-- BEGIN TEXT --

November 4, 2016
The labor market maintained a healthy pace of growth in October. In addition, a vigorous rise in wages and upward revisions for the previous two months point to economic growth that will sustain positive forward momentum. Coming after the strong third quarter GDP number of 2.9 percent, October’s employment data reaffirms the underlying strength of the national economy and signals a high probability that the Federal Reserve will lift its benchmark lending rate in December.
U.S. employers added 161,000 positions in October, and hiring totals for the preceding two months were revised upward by 44,000 jobs, which suggests stronger employment trends for the coming months. Year to date, the economy has averaged 181,000 positions per month and remains on track to add about 2.2 million this year. Service industries are leading the labor market so far this year, especially healthcare as well as professional and business services. The current labor market expansion has been the steadiest economic barometer since the end of the recession, and maintaining a monthly pace of 150,000 jobs will absorb new entrants into the labor force as well as whittle away labor market slack.

-- END TEXT --
-- BEGIN EXCERPTED RECORDS --

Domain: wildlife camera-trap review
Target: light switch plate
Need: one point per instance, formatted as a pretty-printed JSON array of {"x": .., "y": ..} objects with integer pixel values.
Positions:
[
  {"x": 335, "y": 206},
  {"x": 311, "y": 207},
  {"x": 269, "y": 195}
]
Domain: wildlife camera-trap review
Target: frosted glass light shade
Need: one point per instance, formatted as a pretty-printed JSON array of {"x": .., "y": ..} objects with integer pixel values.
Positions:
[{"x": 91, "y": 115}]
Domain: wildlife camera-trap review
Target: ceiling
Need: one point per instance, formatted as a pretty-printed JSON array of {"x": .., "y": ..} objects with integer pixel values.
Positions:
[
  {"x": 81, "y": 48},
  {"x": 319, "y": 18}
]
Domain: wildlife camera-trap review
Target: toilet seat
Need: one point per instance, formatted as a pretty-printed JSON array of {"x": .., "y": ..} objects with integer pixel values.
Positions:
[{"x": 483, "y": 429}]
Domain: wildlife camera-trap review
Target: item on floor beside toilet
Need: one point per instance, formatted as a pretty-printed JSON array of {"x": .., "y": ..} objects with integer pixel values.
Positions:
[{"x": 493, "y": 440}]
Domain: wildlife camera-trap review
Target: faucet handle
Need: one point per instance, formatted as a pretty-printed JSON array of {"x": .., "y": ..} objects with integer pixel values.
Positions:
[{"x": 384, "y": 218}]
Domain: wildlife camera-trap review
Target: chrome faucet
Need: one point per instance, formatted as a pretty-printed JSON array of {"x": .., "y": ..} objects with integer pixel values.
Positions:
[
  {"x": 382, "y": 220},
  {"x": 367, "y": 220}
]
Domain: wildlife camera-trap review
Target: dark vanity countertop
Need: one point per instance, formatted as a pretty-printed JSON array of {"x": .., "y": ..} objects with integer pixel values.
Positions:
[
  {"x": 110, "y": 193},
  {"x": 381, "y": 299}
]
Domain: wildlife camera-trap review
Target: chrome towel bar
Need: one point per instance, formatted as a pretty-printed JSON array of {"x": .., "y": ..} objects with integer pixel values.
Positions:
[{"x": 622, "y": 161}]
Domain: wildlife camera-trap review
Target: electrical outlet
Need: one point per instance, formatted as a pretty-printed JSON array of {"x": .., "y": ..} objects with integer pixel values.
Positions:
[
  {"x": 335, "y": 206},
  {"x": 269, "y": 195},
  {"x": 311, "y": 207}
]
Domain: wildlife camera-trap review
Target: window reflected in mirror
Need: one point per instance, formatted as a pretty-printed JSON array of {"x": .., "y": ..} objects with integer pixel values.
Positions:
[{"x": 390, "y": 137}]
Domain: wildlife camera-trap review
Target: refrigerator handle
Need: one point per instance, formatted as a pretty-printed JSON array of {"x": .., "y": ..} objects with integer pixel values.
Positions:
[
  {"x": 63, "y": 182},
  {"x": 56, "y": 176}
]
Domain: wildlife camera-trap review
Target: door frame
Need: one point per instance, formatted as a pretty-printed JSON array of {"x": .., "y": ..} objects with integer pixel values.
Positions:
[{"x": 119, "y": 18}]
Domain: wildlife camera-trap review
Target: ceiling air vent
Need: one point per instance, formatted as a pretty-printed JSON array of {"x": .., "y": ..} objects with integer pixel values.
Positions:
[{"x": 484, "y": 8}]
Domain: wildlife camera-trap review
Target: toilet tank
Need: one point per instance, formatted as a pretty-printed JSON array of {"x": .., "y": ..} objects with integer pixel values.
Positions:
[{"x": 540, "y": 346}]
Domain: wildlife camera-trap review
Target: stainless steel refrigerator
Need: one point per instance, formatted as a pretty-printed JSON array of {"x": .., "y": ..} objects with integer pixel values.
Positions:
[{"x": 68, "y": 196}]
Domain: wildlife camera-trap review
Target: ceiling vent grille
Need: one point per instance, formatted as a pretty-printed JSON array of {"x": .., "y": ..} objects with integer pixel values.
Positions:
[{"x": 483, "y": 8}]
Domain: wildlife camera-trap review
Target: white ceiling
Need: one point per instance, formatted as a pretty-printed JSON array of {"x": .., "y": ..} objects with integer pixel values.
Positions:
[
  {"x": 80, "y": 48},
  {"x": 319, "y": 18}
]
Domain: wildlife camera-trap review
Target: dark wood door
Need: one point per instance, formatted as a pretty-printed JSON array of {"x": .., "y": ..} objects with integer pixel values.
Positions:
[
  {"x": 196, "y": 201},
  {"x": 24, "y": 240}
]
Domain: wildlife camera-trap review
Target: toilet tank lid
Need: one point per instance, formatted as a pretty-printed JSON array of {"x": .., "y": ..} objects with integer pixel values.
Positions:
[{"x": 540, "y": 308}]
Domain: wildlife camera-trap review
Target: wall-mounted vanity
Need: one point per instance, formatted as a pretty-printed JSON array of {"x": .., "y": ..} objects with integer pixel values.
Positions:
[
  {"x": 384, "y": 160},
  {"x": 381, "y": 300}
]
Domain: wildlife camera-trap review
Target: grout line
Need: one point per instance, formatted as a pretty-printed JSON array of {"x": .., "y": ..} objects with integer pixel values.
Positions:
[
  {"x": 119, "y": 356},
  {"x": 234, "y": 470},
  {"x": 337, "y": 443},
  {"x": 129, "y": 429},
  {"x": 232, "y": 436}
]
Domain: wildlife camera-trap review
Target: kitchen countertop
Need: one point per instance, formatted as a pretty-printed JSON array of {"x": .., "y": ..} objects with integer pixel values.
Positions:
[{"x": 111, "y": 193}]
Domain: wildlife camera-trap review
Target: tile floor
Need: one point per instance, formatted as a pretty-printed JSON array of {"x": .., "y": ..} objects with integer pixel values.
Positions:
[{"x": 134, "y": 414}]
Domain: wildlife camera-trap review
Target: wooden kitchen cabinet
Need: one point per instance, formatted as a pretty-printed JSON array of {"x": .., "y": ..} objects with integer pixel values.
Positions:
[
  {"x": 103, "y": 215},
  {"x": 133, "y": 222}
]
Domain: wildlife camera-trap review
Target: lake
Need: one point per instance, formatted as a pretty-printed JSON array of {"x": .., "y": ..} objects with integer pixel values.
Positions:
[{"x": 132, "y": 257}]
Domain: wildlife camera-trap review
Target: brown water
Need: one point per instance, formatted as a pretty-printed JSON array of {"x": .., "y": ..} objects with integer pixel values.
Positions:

-- END EXCERPTED RECORDS --

- _DIRECTIVE_
In the employment report, write out the passage from "November 4, 2016" to "rate in December." verbatim.

- _ANSWER_
November 4, 2016
The labor market maintained a healthy pace of growth in October. In addition, a vigorous rise in wages and upward revisions for the previous two months point to economic growth that will sustain positive forward momentum. Coming after the strong third quarter GDP number of 2.9 percent, October’s employment data reaffirms the underlying strength of the national economy and signals a high probability that the Federal Reserve will lift its benchmark lending rate in December.